Each entry below must be repeated word for word.

### Data provided
· · ·

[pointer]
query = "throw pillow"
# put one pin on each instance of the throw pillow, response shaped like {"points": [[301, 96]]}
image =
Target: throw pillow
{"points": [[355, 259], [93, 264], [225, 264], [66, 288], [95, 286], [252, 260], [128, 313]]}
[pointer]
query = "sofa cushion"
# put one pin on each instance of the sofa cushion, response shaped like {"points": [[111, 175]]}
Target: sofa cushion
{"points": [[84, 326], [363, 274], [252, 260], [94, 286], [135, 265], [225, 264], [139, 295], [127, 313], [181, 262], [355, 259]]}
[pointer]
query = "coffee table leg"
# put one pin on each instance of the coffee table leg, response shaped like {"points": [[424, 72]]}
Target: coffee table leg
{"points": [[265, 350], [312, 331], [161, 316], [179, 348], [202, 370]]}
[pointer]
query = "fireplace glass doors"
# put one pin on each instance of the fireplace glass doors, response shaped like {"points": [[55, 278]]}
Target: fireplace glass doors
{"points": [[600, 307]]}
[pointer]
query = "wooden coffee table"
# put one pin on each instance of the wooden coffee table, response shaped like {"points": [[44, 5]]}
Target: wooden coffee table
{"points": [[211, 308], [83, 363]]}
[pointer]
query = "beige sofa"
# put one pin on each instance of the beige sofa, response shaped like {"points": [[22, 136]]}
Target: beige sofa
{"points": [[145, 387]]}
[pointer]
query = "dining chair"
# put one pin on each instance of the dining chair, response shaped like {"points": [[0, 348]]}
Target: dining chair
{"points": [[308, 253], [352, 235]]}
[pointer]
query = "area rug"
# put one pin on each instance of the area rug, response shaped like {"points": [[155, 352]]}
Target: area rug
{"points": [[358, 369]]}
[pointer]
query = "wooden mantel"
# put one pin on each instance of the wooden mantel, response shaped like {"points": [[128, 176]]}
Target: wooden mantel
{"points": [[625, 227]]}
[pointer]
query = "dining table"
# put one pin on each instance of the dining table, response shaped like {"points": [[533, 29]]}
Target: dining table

· · ·

### Output below
[pointer]
query = "throw pillow"
# put one pin on each instance of the throw pillow, response shaped like {"points": [[301, 96]]}
image =
Target: throw pillow
{"points": [[355, 259], [93, 264], [225, 264], [66, 288], [95, 286], [252, 260], [128, 313]]}
[pointer]
query = "sofa cushion"
# put one pin on each instance of the sofa cushion, response shaped like {"points": [[111, 175]]}
Target: sofa cushion
{"points": [[84, 326], [363, 274], [252, 260], [94, 286], [135, 265], [225, 264], [139, 295], [127, 313], [181, 262], [355, 259]]}
[pointer]
query = "coffee table leg"
# put one pin on each instance of the coffee table leg, response shaped like {"points": [[424, 72]]}
Target: coffee table leg
{"points": [[265, 350], [312, 331], [161, 316], [179, 348], [202, 370]]}
[pointer]
query = "fireplace glass doors"
# put one pin on each instance of the fireplace glass doors, response shaped like {"points": [[55, 278]]}
Target: fireplace glass doors
{"points": [[600, 307]]}
[pointer]
query = "wooden coffee table"
# put one pin on each instance of the wooden coffee table, response shaped like {"points": [[44, 5]]}
Target: wooden coffee table
{"points": [[211, 308], [83, 363]]}
[pointer]
query = "beige sofa"
# put one pin on each instance of the beige sofa, response shaped like {"points": [[22, 136]]}
Target: beige sofa
{"points": [[145, 387]]}
[pointer]
query = "dining chair"
# put one pin on each instance of the dining chair, response shaped like {"points": [[0, 348]]}
Target: dining chair
{"points": [[308, 253], [352, 235]]}
[pointer]
query = "area rug"
# put one pin on each instance of the area rug, response shaped like {"points": [[155, 352]]}
Target: area rug
{"points": [[358, 369]]}
[pointer]
query = "wooden mantel"
# put one pin on each instance of the wooden mantel, response shaped like {"points": [[128, 176]]}
Target: wooden mantel
{"points": [[625, 227]]}
[pointer]
query = "dining table"
# put one pin on each instance of the dining table, response shaped like {"points": [[533, 29]]}
Target: dining table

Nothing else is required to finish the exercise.